-- START OF DATASET RECORDS --

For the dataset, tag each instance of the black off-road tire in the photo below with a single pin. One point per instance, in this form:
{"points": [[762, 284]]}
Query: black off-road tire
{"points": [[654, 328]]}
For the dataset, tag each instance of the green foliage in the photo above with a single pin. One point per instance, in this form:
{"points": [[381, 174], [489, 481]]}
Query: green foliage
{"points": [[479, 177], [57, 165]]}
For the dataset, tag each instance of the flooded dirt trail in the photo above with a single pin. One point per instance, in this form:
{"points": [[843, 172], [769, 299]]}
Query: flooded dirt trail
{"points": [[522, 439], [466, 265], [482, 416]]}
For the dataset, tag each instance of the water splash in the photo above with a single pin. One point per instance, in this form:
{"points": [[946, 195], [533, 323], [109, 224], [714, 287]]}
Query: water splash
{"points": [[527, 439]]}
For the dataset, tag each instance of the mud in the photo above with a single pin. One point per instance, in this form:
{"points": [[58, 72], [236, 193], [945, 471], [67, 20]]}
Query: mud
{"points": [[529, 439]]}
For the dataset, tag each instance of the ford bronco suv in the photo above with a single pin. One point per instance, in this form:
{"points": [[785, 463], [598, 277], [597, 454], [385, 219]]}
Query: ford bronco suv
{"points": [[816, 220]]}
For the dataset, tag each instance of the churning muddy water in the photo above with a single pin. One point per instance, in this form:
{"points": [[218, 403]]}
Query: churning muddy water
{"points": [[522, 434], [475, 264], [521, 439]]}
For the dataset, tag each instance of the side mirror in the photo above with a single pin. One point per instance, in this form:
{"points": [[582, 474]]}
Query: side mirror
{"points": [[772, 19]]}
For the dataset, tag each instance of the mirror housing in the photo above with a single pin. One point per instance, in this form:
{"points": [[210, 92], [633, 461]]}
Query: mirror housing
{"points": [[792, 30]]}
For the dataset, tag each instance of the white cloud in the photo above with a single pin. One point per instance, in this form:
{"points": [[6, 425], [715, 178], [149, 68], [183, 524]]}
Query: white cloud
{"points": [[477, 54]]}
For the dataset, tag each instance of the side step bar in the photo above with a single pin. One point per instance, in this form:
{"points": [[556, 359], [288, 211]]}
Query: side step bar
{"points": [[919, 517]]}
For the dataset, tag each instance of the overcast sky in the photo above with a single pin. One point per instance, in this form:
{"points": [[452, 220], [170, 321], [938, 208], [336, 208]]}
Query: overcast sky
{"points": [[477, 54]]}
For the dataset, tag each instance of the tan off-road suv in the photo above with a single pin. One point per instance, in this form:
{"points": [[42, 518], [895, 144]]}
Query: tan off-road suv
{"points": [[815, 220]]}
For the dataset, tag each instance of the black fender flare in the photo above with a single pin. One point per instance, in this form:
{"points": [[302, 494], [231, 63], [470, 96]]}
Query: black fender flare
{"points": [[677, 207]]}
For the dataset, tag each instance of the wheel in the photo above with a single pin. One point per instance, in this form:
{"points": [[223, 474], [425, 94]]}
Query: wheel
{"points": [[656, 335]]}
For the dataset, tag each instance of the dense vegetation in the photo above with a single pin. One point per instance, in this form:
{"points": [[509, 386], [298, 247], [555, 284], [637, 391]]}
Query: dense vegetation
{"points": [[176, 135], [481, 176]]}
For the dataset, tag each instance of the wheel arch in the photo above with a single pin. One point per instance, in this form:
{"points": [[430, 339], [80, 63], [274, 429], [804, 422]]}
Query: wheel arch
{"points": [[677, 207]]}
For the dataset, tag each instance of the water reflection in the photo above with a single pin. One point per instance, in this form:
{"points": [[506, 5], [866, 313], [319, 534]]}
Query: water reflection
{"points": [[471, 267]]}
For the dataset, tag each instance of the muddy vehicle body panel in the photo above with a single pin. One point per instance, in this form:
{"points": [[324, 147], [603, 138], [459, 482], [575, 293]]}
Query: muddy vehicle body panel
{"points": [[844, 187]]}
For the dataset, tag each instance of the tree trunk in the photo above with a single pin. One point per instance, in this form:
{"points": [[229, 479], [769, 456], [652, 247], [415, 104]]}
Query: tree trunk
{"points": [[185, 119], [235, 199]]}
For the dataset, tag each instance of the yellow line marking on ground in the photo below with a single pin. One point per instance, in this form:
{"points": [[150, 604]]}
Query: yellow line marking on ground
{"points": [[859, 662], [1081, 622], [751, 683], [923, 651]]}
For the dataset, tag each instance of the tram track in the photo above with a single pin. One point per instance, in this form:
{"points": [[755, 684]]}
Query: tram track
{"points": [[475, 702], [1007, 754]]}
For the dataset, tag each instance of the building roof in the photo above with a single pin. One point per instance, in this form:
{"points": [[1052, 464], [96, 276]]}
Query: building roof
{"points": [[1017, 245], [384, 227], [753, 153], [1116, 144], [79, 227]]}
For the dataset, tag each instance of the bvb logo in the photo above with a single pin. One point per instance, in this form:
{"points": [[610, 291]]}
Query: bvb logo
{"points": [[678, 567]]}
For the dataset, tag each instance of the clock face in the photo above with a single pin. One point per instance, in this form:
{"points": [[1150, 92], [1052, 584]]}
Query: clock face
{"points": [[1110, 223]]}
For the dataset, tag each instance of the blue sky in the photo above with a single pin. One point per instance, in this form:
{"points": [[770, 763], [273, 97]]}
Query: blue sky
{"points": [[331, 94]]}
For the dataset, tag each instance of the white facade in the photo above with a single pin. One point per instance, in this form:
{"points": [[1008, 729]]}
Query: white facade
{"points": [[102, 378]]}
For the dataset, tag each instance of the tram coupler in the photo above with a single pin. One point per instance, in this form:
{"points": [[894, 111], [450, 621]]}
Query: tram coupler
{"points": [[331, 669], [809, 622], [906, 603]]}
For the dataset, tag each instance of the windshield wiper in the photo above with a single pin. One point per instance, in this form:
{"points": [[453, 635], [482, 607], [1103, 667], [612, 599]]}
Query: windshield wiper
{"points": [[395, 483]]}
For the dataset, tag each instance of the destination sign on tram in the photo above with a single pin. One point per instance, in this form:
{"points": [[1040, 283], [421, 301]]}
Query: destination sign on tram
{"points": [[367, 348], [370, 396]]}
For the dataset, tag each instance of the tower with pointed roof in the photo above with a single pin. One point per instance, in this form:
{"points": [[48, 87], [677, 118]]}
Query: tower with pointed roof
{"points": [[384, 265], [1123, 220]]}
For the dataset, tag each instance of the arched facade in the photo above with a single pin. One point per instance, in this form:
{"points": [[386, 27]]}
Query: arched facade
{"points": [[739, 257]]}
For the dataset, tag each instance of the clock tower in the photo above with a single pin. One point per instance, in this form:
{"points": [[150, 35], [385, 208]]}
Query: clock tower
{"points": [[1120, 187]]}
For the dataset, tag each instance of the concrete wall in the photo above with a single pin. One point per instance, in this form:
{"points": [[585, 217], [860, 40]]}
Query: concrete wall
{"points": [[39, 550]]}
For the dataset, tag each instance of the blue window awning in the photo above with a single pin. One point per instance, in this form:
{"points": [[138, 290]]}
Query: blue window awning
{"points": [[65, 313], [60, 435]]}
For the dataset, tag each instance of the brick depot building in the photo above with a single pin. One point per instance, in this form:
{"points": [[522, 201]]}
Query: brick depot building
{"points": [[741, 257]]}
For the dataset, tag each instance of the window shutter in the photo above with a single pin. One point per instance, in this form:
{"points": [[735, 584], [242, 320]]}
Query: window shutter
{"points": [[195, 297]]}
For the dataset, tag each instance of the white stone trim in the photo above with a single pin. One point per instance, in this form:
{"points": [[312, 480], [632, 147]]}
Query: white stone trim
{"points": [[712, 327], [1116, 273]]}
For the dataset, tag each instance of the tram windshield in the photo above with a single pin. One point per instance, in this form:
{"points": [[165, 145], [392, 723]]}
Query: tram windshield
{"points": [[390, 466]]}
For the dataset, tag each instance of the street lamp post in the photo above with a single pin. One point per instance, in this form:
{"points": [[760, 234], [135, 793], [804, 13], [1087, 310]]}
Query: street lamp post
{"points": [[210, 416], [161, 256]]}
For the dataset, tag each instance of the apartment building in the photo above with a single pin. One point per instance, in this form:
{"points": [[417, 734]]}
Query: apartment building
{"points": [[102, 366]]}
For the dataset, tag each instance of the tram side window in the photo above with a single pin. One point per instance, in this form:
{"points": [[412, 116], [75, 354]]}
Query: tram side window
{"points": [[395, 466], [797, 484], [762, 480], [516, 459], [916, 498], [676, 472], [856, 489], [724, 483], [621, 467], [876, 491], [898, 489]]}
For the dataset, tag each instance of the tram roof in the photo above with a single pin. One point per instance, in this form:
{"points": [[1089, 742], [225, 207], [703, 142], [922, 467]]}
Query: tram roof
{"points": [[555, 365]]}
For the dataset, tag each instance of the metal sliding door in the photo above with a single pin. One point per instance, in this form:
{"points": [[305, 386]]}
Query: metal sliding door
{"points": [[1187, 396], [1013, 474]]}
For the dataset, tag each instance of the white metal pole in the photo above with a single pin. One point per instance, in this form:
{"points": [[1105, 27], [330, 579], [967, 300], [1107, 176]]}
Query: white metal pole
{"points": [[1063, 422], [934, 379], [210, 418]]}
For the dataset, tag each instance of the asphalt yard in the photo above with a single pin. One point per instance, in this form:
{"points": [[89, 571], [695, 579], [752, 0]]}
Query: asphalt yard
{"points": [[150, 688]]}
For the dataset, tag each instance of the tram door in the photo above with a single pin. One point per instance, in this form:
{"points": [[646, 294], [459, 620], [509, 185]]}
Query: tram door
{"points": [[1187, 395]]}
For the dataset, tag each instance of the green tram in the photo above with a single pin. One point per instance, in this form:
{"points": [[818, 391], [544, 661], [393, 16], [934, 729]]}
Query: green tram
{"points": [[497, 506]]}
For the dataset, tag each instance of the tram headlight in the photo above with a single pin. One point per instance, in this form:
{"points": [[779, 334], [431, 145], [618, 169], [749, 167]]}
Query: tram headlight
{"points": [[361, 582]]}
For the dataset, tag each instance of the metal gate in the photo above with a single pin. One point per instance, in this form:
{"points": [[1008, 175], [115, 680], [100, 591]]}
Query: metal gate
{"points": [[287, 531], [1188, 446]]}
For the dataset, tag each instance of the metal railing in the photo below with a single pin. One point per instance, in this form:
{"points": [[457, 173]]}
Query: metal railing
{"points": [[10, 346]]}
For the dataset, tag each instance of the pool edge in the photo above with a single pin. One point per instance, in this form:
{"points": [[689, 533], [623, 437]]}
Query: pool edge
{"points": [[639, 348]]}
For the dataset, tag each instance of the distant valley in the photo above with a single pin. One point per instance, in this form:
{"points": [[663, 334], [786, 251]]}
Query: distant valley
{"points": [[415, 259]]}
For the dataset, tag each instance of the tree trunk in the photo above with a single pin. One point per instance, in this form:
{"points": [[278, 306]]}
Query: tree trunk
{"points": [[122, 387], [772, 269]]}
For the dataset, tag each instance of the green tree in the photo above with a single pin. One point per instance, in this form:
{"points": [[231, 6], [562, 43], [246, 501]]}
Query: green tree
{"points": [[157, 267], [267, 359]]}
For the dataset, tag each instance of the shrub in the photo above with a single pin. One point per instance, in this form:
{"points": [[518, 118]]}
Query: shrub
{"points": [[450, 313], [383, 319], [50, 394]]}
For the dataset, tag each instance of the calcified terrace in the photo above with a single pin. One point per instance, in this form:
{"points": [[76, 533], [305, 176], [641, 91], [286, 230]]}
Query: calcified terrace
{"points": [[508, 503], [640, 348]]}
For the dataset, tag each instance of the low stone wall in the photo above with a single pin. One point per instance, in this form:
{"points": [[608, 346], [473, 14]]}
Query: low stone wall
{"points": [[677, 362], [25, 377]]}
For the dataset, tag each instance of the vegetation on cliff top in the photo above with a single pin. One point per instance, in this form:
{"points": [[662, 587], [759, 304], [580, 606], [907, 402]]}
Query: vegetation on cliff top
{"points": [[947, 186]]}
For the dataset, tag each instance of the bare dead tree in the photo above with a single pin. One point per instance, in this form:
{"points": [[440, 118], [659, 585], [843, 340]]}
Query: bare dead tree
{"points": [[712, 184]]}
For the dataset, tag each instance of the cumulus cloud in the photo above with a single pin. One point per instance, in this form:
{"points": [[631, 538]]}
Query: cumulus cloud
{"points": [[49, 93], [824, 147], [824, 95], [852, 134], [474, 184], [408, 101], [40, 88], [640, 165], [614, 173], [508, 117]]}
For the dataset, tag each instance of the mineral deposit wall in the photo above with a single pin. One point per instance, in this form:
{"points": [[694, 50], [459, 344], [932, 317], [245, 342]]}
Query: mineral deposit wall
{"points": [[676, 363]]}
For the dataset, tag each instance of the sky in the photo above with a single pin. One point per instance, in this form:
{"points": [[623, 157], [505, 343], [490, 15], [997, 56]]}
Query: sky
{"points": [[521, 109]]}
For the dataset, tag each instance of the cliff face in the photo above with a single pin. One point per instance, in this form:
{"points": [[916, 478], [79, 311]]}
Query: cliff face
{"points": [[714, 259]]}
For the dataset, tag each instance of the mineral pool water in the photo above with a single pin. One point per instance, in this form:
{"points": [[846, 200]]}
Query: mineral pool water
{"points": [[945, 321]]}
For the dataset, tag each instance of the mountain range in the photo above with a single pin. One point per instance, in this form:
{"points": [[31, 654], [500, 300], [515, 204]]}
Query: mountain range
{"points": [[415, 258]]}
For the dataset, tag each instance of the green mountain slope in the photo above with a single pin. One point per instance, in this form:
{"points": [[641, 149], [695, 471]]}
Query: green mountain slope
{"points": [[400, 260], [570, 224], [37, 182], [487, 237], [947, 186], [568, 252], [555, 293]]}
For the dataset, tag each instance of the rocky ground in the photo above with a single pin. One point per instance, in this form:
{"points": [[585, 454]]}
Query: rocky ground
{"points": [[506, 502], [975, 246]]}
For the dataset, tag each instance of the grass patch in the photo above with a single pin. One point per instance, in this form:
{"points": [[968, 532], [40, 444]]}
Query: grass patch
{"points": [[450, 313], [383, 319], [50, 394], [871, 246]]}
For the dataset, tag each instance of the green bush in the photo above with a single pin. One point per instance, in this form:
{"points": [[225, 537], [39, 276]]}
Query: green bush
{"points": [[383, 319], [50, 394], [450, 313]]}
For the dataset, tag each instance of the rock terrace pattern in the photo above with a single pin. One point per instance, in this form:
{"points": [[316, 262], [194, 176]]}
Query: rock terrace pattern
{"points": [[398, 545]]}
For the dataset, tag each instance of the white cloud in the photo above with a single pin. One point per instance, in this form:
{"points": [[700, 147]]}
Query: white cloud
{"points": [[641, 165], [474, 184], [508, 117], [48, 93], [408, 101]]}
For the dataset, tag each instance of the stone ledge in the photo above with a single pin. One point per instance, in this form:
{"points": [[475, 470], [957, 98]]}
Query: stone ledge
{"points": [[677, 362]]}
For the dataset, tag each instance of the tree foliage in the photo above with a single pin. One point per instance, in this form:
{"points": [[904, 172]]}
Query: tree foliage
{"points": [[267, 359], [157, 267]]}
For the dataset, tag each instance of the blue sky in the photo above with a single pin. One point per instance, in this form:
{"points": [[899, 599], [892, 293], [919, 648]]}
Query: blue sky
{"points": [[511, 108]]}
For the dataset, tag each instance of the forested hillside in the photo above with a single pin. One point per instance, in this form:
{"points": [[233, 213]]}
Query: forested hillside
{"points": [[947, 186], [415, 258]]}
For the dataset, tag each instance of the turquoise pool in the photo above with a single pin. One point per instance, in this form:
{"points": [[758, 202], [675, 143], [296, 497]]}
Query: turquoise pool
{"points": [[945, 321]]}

-- END OF DATASET RECORDS --

#### THE REQUEST
Retype, exactly and only, the lines running from the one with "For the dataset, tag each instance of the tree foliage" through the final line of the listing above.

#### SOLUTION FOR THIS PROBLEM
For the dataset, tag each instance of the tree foliage in the photo above with a single pin. One point per instance, in this form:
{"points": [[904, 172]]}
Query: tree foliage
{"points": [[267, 359], [157, 267]]}
For the dataset, tag each instance of the blue sky in the photo above with a single pin. One point per instance, in this form:
{"points": [[899, 599], [892, 293], [919, 648]]}
Query: blue sky
{"points": [[511, 108]]}
For the dataset, tag each instance of the forested hillside in the photo above with a single pin. One point per instance, in this form:
{"points": [[233, 213]]}
Query: forested hillside
{"points": [[947, 186], [415, 258]]}
For the dataset, tag each instance of the turquoise pool in the photo above with a single pin. One point per instance, in this form:
{"points": [[758, 202], [675, 143], [296, 497]]}
Query: turquoise pool
{"points": [[945, 321]]}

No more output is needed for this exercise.